**EXERCISE SET:**
a) Answer these questions from the edge-angle discussion below, one per line:
(i) Which steel does Dr. Kraichuk's report say has poor edge holding?
(ii) What inclusive angle range does the writer call the optimal "sweet spot"?
(iii) What edge angles does the "conventional wisdom" say soft steels need to function well?
b) Do these statements agree with the edge-angle discussion below? Answer yes or no for each, and quote the words that decide it.
(i) Dr. Kraichuk's report finds that X50/4116 holds an edge well.
(ii) When a new knife in such steel has edge-retention issues, the writer's first instinct is to make it thinner.
(iii) The writer sees the benefit of thinning only with certain steels.
c) Return the part of the edge-angle discussion below starting with "This is exactly" and going on through "always 'go thinner'.", copied word for word.

VG 10 Edge Question

@Ourorboros Dr. Kraichuk's report agrees that the X50/4116 edge holding is poor. It seems however that even with this steel a more acute edge angle may be advantageous. It has been known that a more acute edge has a longer wear life, but community wisdom has been that mainstream German steel does not have sufficient rolling resistance to make use of acute angles. The report provides evidence that this wisdom might be wrong. (I presume the edge rolls but still performs due to superior geometry?) I'll certainly be experimenting with lower angles on this class of knives.
 
@Ourorboros Dr. Kraichuk's report agrees that the X50/4116 edge holding is poor. It seems however that even with this steel a more acute edge angle may be advantageous. It has been known that a more acute edge has a longer wear life, but community wisdom has been that mainstream German steel does not have sufficient rolling resistance to make use of acute angles. The report provides evidence that this wisdom might be wrong. (I presume the edge rolls but still performs due to superior geometry?) I'll certainly be experimenting with lower angles on this class of knives.

This is exactly what I've noticed with such 'softer' stainless steels. Even in very inexpensive knives I've purchased for kitchen use, they always do better when the edge geometry is thinner than factory defaults, even down to 25-30° inclusive, which is the optimal 'sweet spot' for virtually all knives I use every day. So, I've recalibrated my strategy when I'm seeing seeing edge retention issues on new knives in such steels. If I'm noticing edge-retention issues on them when new, my first instinct is always 'go thinner'.

I look at it this way: the steel will deform and/or wear at the same rate anyway, due to it's built-in limitations on hardness and wear resistance. If the edge angle is wider and the geometry behind it thicker, almost all cutting success will be entirely dependent on the keenness of the apex itself. So when the apex degrades quickly away by rolling, denting or abrasion, cutting performance then suffers immediately, because the wide-angled, thick geometry behind the dulled apex just doesn't lend itself to good cutting at all. On the other hand, if the edge and steel behind it are thinner, the edge can still cut relatively well, even if the apex has rolled or worn somewhat. I notice this with every single blade I thin out, no matter the steel. There are limits as to how thin you can go, obviously; once thinned to something below 25° inclusive, some of these 'softer' steels will become a little too unstable at the edge for their own good. But otherwise, the 'conventional wisdom' that soft steels can only function well at wider edge angles (40° inclusive or more) doesn't really hold true, most of the time. Such wide, thick geometry becomes more a handicap than a help, even on it's best and sharpest day.

**INFORMATION SUPPLIED:**
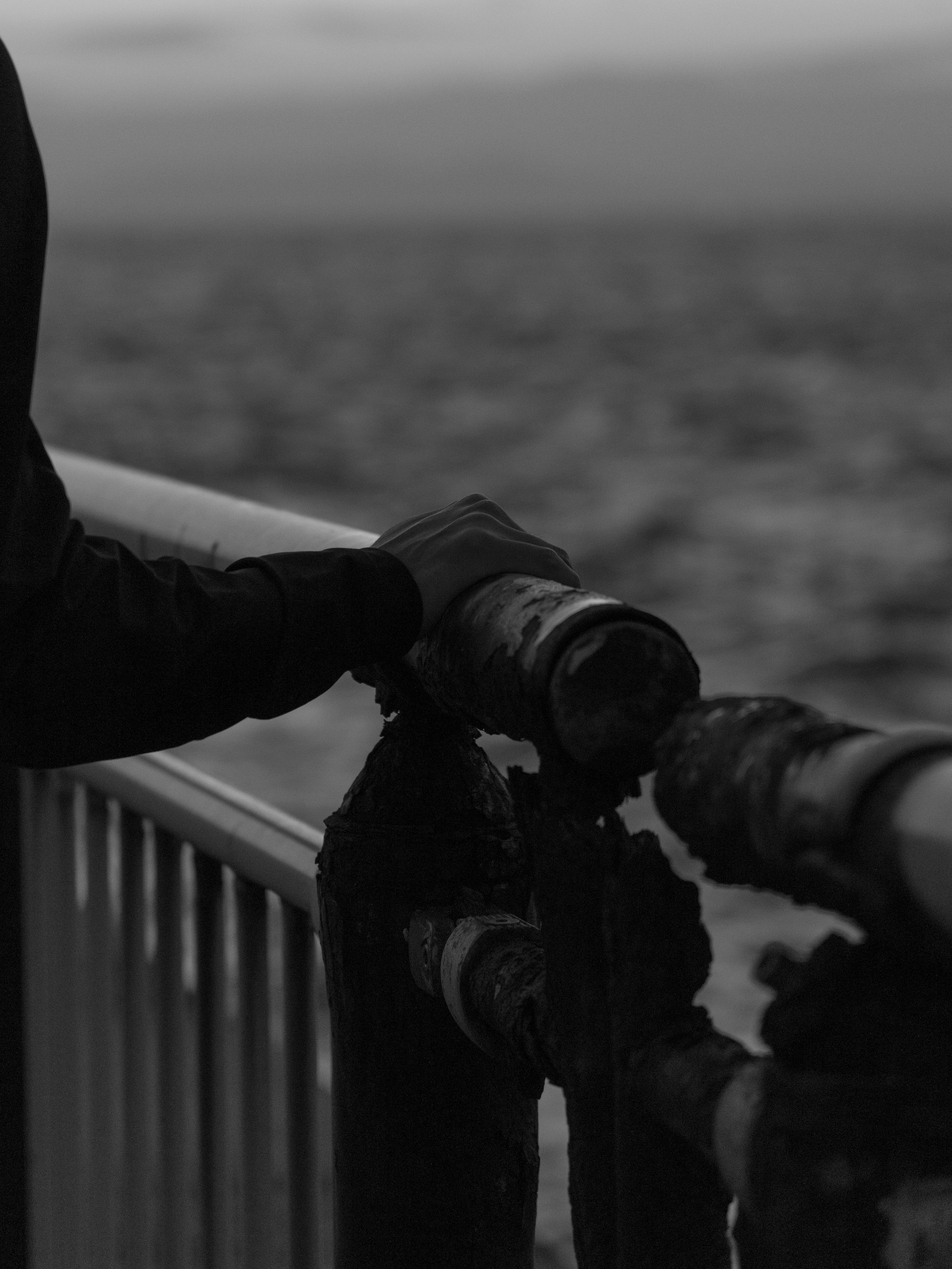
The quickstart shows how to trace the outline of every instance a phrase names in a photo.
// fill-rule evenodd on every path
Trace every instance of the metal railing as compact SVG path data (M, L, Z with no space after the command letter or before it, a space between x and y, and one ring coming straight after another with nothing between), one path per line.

**ANSWERS TO EACH TASK:**
a)
(i) X50/4116
(ii) 25-30° inclusive
(iii) 40° inclusive or more

b)
(i) No: "Dr. Kraichuk's report agrees that the X50/4116 edge holding is poor."
(ii) Yes: "my first instinct is always 'go thinner'."
(iii) No: "I notice this with every single blade I thin out, no matter the steel."

c)
This is exactly what I've noticed with such 'softer' stainless steels. Even in very inexpensive knives I've purchased for kitchen use, they always do better when the edge geometry is thinner than factory defaults, even down to 25-30° inclusive, which is the optimal 'sweet spot' for virtually all knives I use every day. So, I've recalibrated my strategy when I'm seeing seeing edge retention issues on new knives in such steels. If I'm noticing edge-retention issues on them when new, my first instinct is always 'go thinner'.